━━━━━ Brano scelto ━━━━━
Dove è applicata, la Bolkestein non funziona. In Italia l’aggravante della sicurezza dei confini e della tutela ambientale.
In Italia è tornata alla ribalta la questione della gestione delle spiagge. La decisione del Consiglio di Stato italiano, del 30 aprile, ordina di introdurre urgentemente procedure di gara per le concessioni delle spiagge. Dopo oltre dieci anni di scontri tra Roma e Commissione Europea, la sentenza invalida qualsiasi rinnovo delle concessioni dopo il 31 dicembre 2023, compresa la proroga al 31 dicembre del Governo Meloni. In Europa, le coste italiane si posizionano al terzo posto per lunghezza, dopo Grecia e Regno Unito, con i loro quasi 8.000 km di costa[1]: un vero polmone economico-finanziario per l’Italia. La direttiva Bolkestein non contempla la sicurezza, non solo dei confini, la tutela del paesaggio e dell’ambiente prevedendo gare d’appalto europee per le spiagge italiane.
L’Italia ospita sul suo suolo in prossimità delle coste almeno 120 basi militari e aeroporti USA, senza contare quelle italiane. In un‘ottica di balneazione appaltata a livello europeo, non si saprebbe quindi da chi potrebbero essere osservate e per quali fini. In materia di sicurezza, in Italia abbiamo flussi migratori da gestire e basi militari che vanno tenute alla larga da occhi indiscreti. Tra le cose non trascurabili poi c’è l’impatto ambientale. L’Italia da anni sta conducendo una feroce battaglia con le mafie, che hanno “riminizzato” le coste del sud creando disastri ambientali di non poco conto: eventuali infiltrazioni mafiose “consorziate” per gestire spiagge, perché come ben sa l’Italia, gara d’appalto non vuol dire sempre legalità garantita. C’è inoltre la questione sismica, idrogeologica, i parchi marini e la salvaguardia delle coste di cui non si parla e ancora della questione sociale che lega i cittadini delle coste al loro mare. Elementi che ora con tutte le specifiche del caso sono rispettate dai concessionari balneari che da anni oltre che guadagnare con le spiagge le tutelano perché sono la loro unica fonte di reddito e non vanno a saccheggiare beni solo per fare cassa.
La Francia per esempio ha attuato la direttiva due anni prima che entrasse in vigore e non esistono spiagge balneari private nel senso stretto del termine. Il demanio marittimo francese, è inalienabile e pertanto nessuno può divenirne proprietario. La legge del 1986 ha chiarito una situazione vaga. Le concessioni sono ufficialmente autorizzate, ma vengono rilasciate solo dalle Prefetture, con i Comuni che ne diventano intermediari. A volte è davvero un caos per stessa ammissione delle autorità francesi. Le concessioni francesi sono in media 1.500. La concessione non può durare più di sei mesi all’anno, tranne che nelle località turistiche classificate, dove può durare da otto a dodici mesi; il contratto dura al massimo dodici anni, rinnovabile. Il concessionario dovrà rispettare alcune regole: non occupare più del 20% della superficie totale della spiaggia naturale, del 50% se artificiale; per il passaggio dei pedoni deve essere lasciata una fascia situata in riva al mare, di larghezza compresa tra tre e cinque metri. Nel 2015 fece scalpore la chiusura della spiaggia Villauris davanti la villa del re saudita Salman, ritenuta ammissibile per motivi di sicurezza.
━━━━━ Voci fornite ━━━━━
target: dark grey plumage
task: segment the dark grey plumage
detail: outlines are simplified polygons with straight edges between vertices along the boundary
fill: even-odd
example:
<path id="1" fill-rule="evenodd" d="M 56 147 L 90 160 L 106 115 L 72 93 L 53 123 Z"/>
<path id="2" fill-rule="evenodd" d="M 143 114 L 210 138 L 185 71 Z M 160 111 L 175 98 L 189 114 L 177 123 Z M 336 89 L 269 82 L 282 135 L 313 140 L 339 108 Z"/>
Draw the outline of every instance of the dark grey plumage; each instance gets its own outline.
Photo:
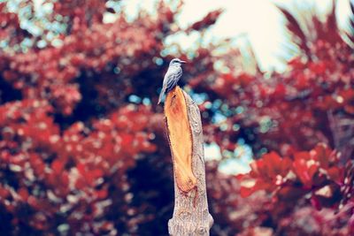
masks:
━━━━━
━━━━━ Voci fornite ━━━━━
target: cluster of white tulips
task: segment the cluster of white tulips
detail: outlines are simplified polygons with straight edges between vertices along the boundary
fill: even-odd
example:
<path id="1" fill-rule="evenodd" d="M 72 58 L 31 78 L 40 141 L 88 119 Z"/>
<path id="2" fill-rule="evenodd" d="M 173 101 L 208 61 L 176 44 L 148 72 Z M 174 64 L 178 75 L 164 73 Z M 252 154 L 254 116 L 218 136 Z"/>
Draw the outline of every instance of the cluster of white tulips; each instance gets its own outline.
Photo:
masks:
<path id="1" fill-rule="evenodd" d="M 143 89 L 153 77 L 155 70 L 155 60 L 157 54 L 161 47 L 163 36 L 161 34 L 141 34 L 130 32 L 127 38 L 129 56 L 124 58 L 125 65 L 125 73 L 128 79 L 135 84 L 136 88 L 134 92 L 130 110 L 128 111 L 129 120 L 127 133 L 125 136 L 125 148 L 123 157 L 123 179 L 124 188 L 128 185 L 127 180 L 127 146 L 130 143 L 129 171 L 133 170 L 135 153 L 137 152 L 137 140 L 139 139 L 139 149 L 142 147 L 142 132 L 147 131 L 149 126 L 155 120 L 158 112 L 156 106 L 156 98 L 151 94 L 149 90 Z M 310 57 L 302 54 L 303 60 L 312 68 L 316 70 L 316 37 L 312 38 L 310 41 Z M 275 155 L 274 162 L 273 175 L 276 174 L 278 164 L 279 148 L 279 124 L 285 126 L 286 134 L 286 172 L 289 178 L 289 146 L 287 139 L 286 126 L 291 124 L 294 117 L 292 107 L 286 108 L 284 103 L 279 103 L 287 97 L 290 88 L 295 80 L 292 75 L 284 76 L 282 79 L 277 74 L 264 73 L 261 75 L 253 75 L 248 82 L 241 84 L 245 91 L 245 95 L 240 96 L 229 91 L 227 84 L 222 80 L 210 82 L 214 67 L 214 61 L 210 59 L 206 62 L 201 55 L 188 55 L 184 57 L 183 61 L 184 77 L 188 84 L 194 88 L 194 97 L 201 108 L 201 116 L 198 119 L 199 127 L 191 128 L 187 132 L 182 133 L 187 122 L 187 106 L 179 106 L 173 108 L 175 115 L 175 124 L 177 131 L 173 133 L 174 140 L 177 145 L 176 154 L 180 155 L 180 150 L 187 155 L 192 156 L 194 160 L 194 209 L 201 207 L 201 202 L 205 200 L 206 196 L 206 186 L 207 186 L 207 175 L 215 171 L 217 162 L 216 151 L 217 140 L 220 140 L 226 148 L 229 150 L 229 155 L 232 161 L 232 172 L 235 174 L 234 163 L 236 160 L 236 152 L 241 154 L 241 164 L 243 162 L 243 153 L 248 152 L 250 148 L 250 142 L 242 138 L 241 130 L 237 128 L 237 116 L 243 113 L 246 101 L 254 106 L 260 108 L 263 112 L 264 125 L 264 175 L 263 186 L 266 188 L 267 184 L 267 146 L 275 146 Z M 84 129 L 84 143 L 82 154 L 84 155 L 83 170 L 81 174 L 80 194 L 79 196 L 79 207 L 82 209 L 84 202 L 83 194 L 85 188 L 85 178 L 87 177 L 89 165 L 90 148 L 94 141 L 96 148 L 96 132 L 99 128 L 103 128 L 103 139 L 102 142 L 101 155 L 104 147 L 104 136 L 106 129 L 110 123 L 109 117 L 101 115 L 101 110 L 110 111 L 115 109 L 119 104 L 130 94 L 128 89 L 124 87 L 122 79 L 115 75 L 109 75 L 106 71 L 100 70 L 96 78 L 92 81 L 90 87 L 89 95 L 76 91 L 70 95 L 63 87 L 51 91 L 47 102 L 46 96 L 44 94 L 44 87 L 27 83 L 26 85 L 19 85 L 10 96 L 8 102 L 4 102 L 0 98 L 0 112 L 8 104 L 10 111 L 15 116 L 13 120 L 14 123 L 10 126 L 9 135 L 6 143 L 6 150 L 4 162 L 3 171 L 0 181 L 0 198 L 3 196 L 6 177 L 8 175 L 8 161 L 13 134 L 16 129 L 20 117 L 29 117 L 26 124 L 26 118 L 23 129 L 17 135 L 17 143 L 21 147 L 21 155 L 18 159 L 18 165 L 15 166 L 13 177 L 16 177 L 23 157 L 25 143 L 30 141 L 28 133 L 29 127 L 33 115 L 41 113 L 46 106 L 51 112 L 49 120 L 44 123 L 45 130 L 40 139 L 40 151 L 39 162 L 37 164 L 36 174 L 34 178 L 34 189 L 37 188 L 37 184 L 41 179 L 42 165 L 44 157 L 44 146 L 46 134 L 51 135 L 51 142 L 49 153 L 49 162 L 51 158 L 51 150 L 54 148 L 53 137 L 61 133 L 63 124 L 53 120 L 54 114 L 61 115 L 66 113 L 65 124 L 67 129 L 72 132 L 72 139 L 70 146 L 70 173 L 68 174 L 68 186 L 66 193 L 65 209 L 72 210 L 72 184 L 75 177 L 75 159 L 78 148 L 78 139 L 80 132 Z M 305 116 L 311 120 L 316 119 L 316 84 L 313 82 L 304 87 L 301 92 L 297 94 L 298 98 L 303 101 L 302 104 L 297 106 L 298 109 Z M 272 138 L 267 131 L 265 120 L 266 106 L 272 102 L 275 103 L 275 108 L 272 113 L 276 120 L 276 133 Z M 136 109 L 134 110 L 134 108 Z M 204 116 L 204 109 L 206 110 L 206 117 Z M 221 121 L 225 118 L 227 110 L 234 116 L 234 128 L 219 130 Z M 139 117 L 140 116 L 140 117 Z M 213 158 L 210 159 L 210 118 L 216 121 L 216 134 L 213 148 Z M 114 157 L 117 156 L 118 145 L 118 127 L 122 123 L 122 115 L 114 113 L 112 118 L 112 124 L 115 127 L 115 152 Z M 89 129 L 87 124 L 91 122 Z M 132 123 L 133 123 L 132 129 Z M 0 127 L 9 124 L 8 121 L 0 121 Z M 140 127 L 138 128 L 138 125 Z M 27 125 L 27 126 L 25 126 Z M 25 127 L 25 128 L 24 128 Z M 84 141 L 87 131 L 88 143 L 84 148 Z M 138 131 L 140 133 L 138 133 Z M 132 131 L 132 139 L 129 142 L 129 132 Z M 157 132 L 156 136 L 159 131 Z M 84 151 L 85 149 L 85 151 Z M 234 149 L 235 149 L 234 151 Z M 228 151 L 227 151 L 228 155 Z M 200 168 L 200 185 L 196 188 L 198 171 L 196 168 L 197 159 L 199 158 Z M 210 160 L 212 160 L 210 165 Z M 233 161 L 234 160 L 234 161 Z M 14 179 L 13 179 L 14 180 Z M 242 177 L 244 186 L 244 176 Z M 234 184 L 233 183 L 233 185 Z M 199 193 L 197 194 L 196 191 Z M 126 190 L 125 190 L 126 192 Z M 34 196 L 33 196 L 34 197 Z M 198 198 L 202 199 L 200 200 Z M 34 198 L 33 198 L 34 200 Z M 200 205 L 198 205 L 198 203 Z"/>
━━━━━
Problemi da risolvere.
**1.** Nel brano sulla direttiva Bolkestein, quanti anni può durare al massimo un contratto di concessione in Francia?
**2.** Ricopia parola per parola dal brano sulla direttiva Bolkestein la parte che va da "In Italia è" fino a "le spiagge italiane." incluso.

Risposte ai compiti.
**1.** Al massimo dodici anni, rinnovabile.

**2.**
In Italia è tornata alla ribalta la questione della gestione delle spiagge. La decisione del Consiglio di Stato italiano, del 30 aprile, ordina di introdurre urgentemente procedure di gara per le concessioni delle spiagge. Dopo oltre dieci anni di scontri tra Roma e Commissione Europea, la sentenza invalida qualsiasi rinnovo delle concessioni dopo il 31 dicembre 2023, compresa la proroga al 31 dicembre del Governo Meloni. In Europa, le coste italiane si posizionano al terzo posto per lunghezza, dopo Grecia e Regno Unito, con i loro quasi 8.000 km di costa[1]: un vero polmone economico-finanziario per l’Italia. La direttiva Bolkestein non contempla la sicurezza, non solo dei confini, la tutela del paesaggio e dell’ambiente prevedendo gare d’appalto europee per le spiagge italiane.